§ Document text
Self-care is a skill to help us feel more “balanced” and achieve a sense of “wellness.” This skill involves taking intentional steps to take care of our physical, mental, and emotional health.


Why self-care important?

Self-care is not a “one time” deal and it can change based on your needs. It’s a lifestyle approach that focuses on healthy activities that sustain well-being, help cope with daily stress, build resilience in the face of challenges, and maintain a sense of energy and vitality. It is a way to refuel your whole self, so you can keep doing what it’s important to you!

Consider how do you take care of yourself physically, mentally, emotionally, spiritually, and relationally now and whether there are any activities you might want to add or eliminate?


Also, it may be helpful to consider obstacles that may come up:

If you tend to put others needs first, consider that your self-care is critical for your well-being and for your ability to be there for others!

Some of the components of self-care:

  • Physical
  • Mental/Emotional
  • Spiritual
  • Relational


How do I practice self-care?

To get you started, here are some ideas to consider and get you started in developing your unique self-care plan:



Sleep regular hours

To facilitate sleeping:

  • Drink warm milk before bed
  • Avoid caffeine after 3 PM and alcohol before bed
  • Eat something light before bed
  • Get up at a regular time no matter how well you have slept, however, if you need a nap, take one, but try to stay active during the day
  • Read or listen to something relaxing before bed (this means no strenuous exercise!)


Eat a balanced diet at regular intervals*

  • Even if you are not hungry, eat a little at each mealtime
  • Eat a breakfast that includes whole grains, proteins and fruit or fruit juice
  • Stay hydrated, bring a water bottle when going to class
  • Limit amount of caffeine in your diet

*American Council on Exercise (2002). Eat well to stay motivated and energized [Handout]. San Diego, CA: American

Council on Exercise.

Exercise moderately each day

  • A brisk walk will do. Stress prepares people physically to fight or flee. Regular exercise discharges this energy more productively when fighting or running will not solve the problem. Without such release, the energy may be turned inward creating fatigue or turned outward creating conflicts in your relationships.
  • Play a sport
  • Dance
  • Jog
  • Relax tense muscles 
  • Try yoga, Tai Chi, back and foot massages, etc.
  • Stretch often
  • Take a deep breath

(Seek medical attention if stress is making an existing medical condition worse or you have significant difficulty with eating or sleeping).

§ Information supplied
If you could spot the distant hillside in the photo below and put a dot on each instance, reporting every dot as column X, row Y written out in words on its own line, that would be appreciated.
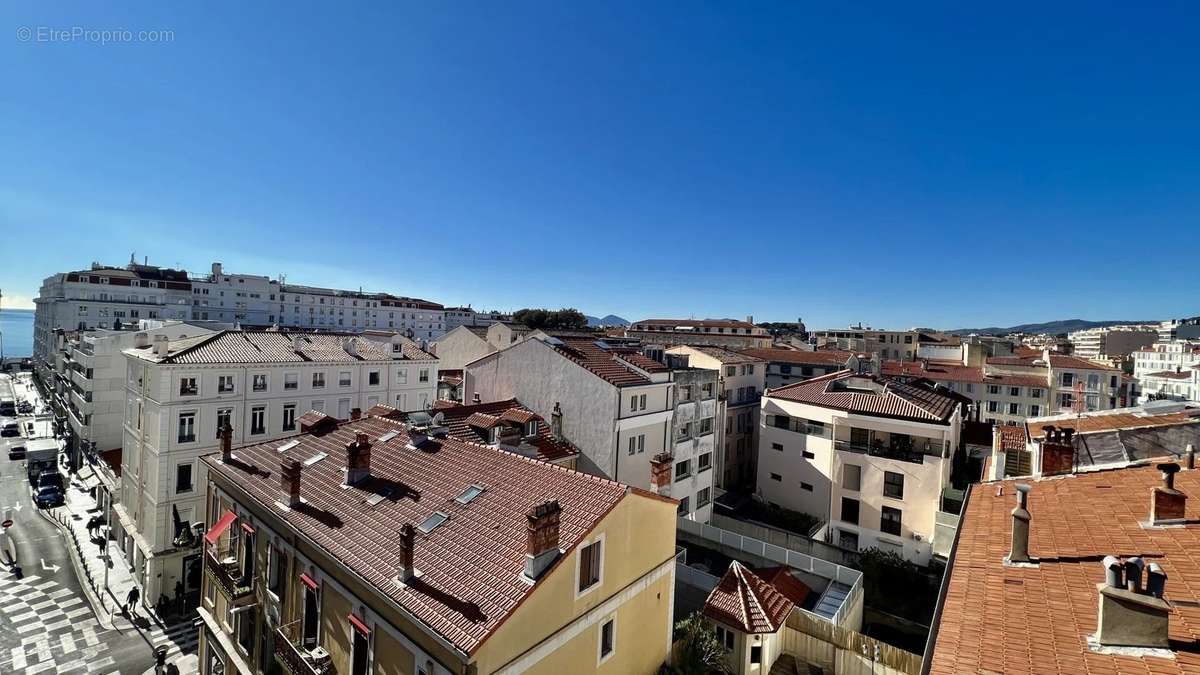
column 1051, row 327
column 611, row 320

§ Problem statement
In the self-care text, after what time of day should caffeine be avoided to help with sleeping?

§ Solution
After 3 PM.